Luckin Coffee's operating expenses were three times higher than sales in 2018. / Luckin Coffee Luckin Coffee's operating expenses were three times higher than sales in 2018. / Luckin Coffee

Luckin Coffee Needs a New Business Model for Long-Term Profitability

The pending Nasdaq debut of China’s Luckin Coffee Inc. begs the question of whether it’s a purveyor of beverages, or a technology company.

As I pore through its 286-page IPO filing, I find myself struggling to decide. It’s kind of like Starbucks Corp., I guess, but also a lot like food-delivery giant Meituan Dianping and ride-hailing pioneer Uber Technologies Inc.

Luckin splits the difference, deciding that it’s both:

We are China’s second largest and fastest-growing coffee network, in terms of number of stores and cups of coffee sold.

A coffee network, seriously?

The IPO prospectus is relatively light for such a document. Coffee appears 278 times outside of the “Luckin Coffee” combo (110 times). App or apps features 51 times; technology and network 79 times apiece.

China, a nation of tea drinkers, is only just starting to get a taste for espressos and lattes. Coffee consumption was a mere 6.2 cups per capita last year, the prospectus states, citing consultants Frost & Sullivan. Germany guzzles 867.4 cups. Across the Strait, Taiwanese are downing 209.4 cups apiece.

So there’s a lot of upside potential, which is a big selling point for Luckin’s IPO.

Material supplied:

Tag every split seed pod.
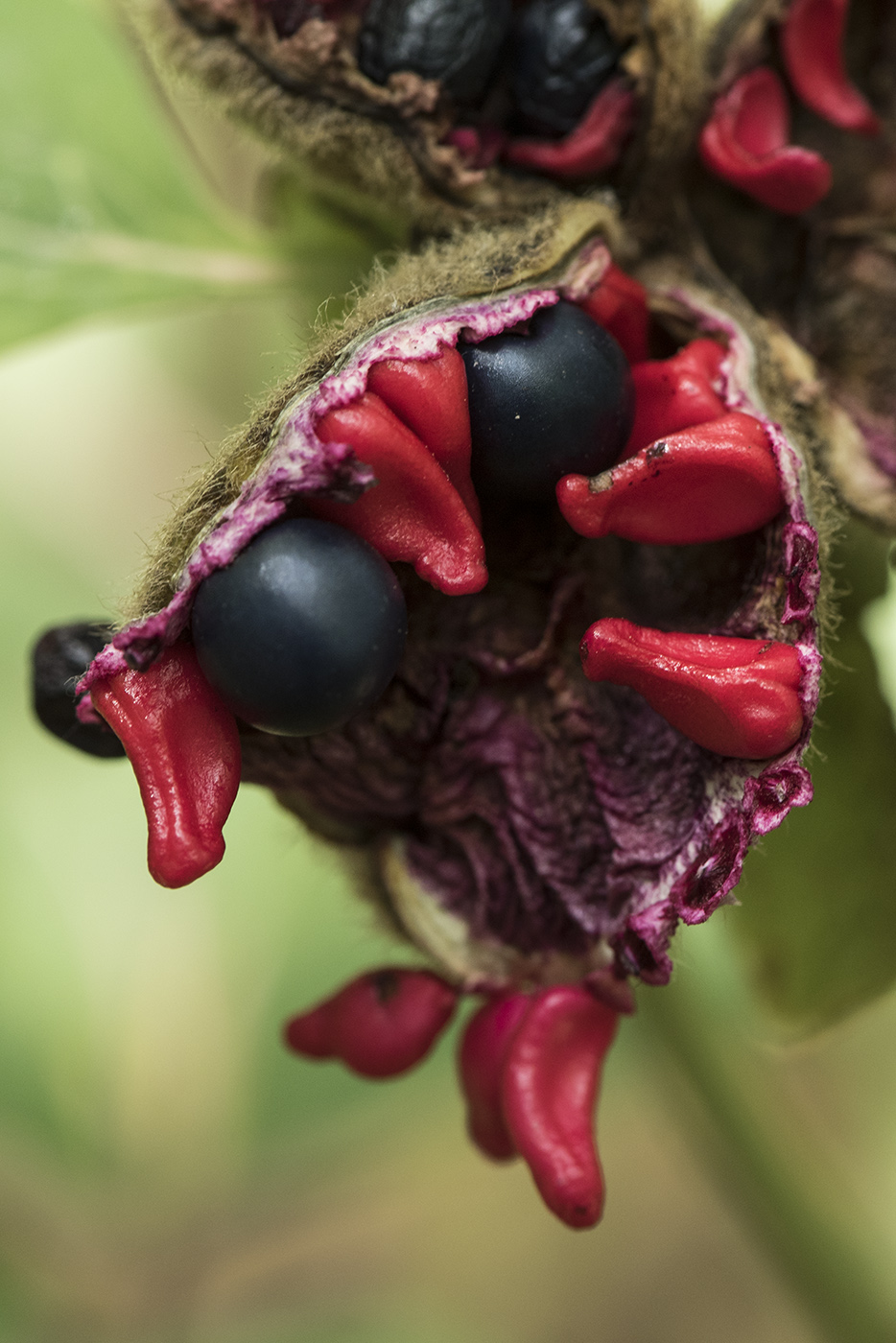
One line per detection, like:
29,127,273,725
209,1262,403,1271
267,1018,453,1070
58,200,854,1226
124,0,704,232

To-do list:
**1)** Answer these questions about the Luckin Coffee article:
(a) How many pages long is the IPO filing?
(b) How many times does "Coffee" appear outside the "Luckin Coffee" combination?
(c) What was China's per capita coffee consumption last year, according to the prospectus?
**2)** Proceed with the Luckin Coffee article, starting after its last sentence.
The data has no role in this work.

Answers to the tasks:
**1)**
(a) 286 pages
(b) 278 times
(c) 6.2 cups

**2)**
Still, there’s something not quite Starbucks about this company. My colleague Nisha Gopalan wrote a great explainer about Luckin a few months ago. “These days in China, no retailer can flourish without the two Ds — being delivery-friendly and digitally savvy,” she wrote. That’s an important and insightful observation.

Luckin is proud to have an app that offers a “100% cashier-less environment.” That’s no surprise to anyone in China, given the digitization of the country – to the point that even beggars have QR codes.

But it’s the income statement that provides the strongest clue to the company’s true identity.

Luckin posted 841 million yuan ($125 million) in revenue last year, exploding from 250,000 yuan the year prior. But its operating expenses were three times higher than sales at 2.4 billion yuan. And it wasn’t even materials, store rentals or admin expenses that blew out the bottom line.

Marketing costs were 746 million yuan last year. To make every 100 yuan from selling coffee, Luckin spent 152 yuan to produce and market that cup – not including rent and general expenses.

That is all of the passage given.